Interpreting the Standards: Translating Principles into Practice

By Schifter, Deborah E.; O'Brien, Deborah Carey | Teaching Children Mathematics, December 1997 | Go to article overview

Interpreting the Standards: Translating Principles into Practice


Schifter, Deborah E., O'Brien, Deborah Carey, Teaching Children Mathematics


Since the publication of the Curriculum and Evaluation Standards for School Mathematics (NCTM 1989) and the Professional Standards for Teaching Mathematics (NCTM 1991), such phrases as "mathematics should be taught for understanding," "teachers should facilitate the construction of mathematical concepts," and "classrooms should be student centered" have become identified with a reformed mathematics pedagogy. However, when issues remain framed in these very general and abstract terms, the significance for practice of this shared vocabulary of reform is difficult to assess: even a cursory survey of current reform initiatives shows that despite their prominence at conferences, workshops, and in the literature, the meaning of these phrases for day-to-day life in the classroom is hardly self-evident.

THE TASKS.
a: Retype the stretch of the mathematics reform passage from "Schifter, Deborah E., O'Brien, Deborah" through "is hardly self-evident.".
b: Pick up the passage on mathematics teaching reform where it stops and keep writing.
The listing has no connection to the passage on mathematics teaching reform.

SUPPLIED DATA.
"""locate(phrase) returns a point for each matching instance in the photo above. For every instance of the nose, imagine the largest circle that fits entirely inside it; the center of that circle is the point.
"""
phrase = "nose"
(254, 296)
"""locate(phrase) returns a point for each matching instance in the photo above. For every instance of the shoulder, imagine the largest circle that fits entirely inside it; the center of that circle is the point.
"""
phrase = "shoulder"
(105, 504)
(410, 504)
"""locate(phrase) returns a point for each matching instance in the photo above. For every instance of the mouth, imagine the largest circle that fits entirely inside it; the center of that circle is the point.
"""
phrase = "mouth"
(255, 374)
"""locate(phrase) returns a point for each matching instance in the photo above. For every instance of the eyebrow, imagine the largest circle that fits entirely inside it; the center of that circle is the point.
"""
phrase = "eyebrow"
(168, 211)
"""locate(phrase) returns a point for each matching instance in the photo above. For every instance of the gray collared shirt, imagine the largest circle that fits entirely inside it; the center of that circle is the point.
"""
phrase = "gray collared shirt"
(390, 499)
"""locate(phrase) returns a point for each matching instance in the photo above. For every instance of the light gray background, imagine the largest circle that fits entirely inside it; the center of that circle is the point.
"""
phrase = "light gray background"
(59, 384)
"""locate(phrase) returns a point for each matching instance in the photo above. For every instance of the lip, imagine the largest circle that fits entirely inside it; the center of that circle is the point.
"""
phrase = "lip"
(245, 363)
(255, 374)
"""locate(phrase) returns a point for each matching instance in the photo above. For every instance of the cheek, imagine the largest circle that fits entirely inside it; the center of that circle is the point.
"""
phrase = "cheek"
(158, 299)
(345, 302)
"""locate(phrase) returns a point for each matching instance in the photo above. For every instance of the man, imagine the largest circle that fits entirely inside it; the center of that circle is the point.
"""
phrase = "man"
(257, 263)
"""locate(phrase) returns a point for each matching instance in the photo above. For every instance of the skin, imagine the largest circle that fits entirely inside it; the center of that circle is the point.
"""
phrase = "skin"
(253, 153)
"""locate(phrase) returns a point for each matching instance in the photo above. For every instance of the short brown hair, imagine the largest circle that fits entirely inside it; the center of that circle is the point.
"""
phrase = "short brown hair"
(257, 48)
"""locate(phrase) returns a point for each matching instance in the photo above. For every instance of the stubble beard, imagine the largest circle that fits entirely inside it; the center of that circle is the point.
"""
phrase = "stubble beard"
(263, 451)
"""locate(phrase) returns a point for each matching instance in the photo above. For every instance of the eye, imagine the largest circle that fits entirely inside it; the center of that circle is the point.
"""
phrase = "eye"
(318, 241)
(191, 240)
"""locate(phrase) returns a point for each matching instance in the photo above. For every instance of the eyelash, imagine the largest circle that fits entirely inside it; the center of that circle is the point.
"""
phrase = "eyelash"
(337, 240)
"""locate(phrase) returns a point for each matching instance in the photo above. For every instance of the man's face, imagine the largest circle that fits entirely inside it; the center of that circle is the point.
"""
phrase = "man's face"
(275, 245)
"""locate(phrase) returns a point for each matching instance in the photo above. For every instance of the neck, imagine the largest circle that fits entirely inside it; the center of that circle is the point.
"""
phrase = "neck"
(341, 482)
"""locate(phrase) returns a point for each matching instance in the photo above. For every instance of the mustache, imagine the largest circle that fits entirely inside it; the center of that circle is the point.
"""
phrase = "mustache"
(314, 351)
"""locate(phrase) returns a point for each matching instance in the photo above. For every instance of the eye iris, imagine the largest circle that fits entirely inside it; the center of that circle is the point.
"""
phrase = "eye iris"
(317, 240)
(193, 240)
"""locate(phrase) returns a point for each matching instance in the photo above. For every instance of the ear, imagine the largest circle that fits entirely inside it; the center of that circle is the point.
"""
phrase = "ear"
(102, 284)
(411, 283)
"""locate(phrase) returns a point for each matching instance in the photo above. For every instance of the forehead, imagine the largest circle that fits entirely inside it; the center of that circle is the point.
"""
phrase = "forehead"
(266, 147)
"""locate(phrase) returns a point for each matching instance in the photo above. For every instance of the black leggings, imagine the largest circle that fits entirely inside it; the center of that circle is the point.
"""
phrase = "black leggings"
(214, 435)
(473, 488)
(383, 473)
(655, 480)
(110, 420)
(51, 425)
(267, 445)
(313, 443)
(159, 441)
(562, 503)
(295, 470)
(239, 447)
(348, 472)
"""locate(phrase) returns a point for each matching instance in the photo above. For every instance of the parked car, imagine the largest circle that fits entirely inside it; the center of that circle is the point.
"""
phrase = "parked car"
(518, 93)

THE REPLIES.
a:
Schifter, Deborah E., O'Brien, Deborah Carey, Teaching Children Mathematics


Since the publication of the Curriculum and Evaluation Standards for School Mathematics (NCTM 1989) and the Professional Standards for Teaching Mathematics (NCTM 1991), such phrases as "mathematics should be taught for understanding," "teachers should facilitate the construction of mathematical concepts," and "classrooms should be student centered" have become identified with a reformed mathematics pedagogy. However, when issues remain framed in these very general and abstract terms, the significance for practice of this shared vocabulary of reform is difficult to assess: even a cursory survey of current reform initiatives shows that despite their prominence at conferences, workshops, and in the literature, the meaning of these phrases for day-to-day life in the classroom is hardly self-evident.

b:
Today, around the country, real teachers, facing twenty or more real children each day, are discovering how the principles underlying the reform vision can be translated into a practice of mathematics instruction. By communicating detailed images of specific classroom events, such teachers can provide their colleagues with grounding for much-needed discussion of possible meanings - enacted meanings - of the vocabulary of reform. To begin a conversation about whether those of us who urge, say, that "teachers should facilitate student construction of their own mathematical understandings" really do share similar instructional goals, we can now ask, "You mean the sort of thing that happens in so-and-so's class when ...?"

In this article, Deborah O'Brien, a third-grade teacher and participant in an in-service project led by Deborah Schifter, draws just such a detailed image from her classroom. By examining how O'Brien translates the vocabulary of reform into pedagogical practice, we elucidate our understandings of the principles that underlie the vision of mathematics instruction proposed in the Standards documents.

One day last spring, O'Brien was working with her twenty-seven third graders on area and perimeter. The task given to the class was to find out in how many ways they could arrange twelve one-inch-square tiles into a rectangle and then find the perimeter of each resulting figure. O'Brien had laid out materials that her students might choose to use - tiles, rulers, paper. The children got to work. They knew the routine: first work individually, then share ideas with a classmate until their teacher calls them all together for whole-group discussion.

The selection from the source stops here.